▸ PAGE TEXT:
________________

These social posters aboveharvested from Twitter and other platforms show the political genesis of the looting and protest campaign and its insurrectionary characteristics. They reveal that shutdowns were initially organised in ANC colours and that the release of Zuma is still a key demand. One of the messages tells organisers not to wear ANC colours.

While the looting campaign has appeared to be organic and leaderless, an intelligence document seen by Daily Maverick says the organisers may have worked through disgruntled ward councillors and other local ANC leaders. KwaZulu-Natal is the most divided of the ANC provinces. Neither KwaZulu-Natal Premier Sihle Zikalala nor Mayor Kaunda have been able to condemn the mayhem without adding the rider that they do not agree with Zumas jailing and support a presidential pardon for him.

Social media accounts used by the so-called Radical Economic Transformation (RET) faction of the ANC are high-fiving the worst violence and keep appending posts demanding Zumas release to these. One of the social cards shows the early advertisement of a Rampahosa must fall march on July 30, which seems to be the ultimate outcome of the protests: to displace the current establishment of the ANC with the RET grouping. Daily Maverick was unable to confirm whether or not this march will go ahead.

This grouping has revealed its desperation with the campaign of violence that knee-capped South Africa. A reformed National Prosecuting Authority has put key players like suspended Secretary-General Ace Magashule on the defensive as he faces Free State-related corruption charges in court in August. The ANC itself has put its own reform into top gear. In the past week, it has suspended RET spokesperson Carl Niehaus, Mpumalanga leader Michael Ngrayi Ngwenya and on Wednesday suspended the Eastern Cape renegade politician, Andile Lungisa.

________________

▸ THE DATA:
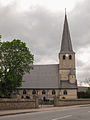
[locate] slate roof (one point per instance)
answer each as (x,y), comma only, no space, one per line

________________

▸ PROBLEM TO SOLVE:
Continue the article on the KwaZulu-Natal looting and the ANC's RET faction, starting right after its final sentence.

▸ RESULT BELOW:
The RET feeder and funder networks have been disabled by the revelations at the Commission of Inquiry into State Capture the institution whose work has turned up the heat so much that it has catalysed what some are calling an attempted coup this week. The insurgency or riots reveal the potency of social media as an organising tool. For a population of 59.67-million people, South Africa has 100.6 million mobile connections people have multiple SIM cards.

There are now 38.19 million internet users in the country, according to the Ornico SA Social Media Landscape Report released in June, and 25 million of those are active social media users.

So, its no surprise that the protests and looting are likely to have been organised on WhatsApp (or Telegram, which is preferred by political cadres) and then amplified on Facebook and Twitter. But social media is also being used to stage a counter-rebellion of the good.

Communities are organising themselves into watch-patrols and clean-up teams to seize the upper hand from the organisers of a campaign that has halted the optimistic momentum of South Africas vaccine drive and which threatens the green shoots of economic recovery from the devastating Covid-19 campaign. DM

See this interactive map below you can click on the red hot spots for specific details of the areas, and can zoom in using your mouse.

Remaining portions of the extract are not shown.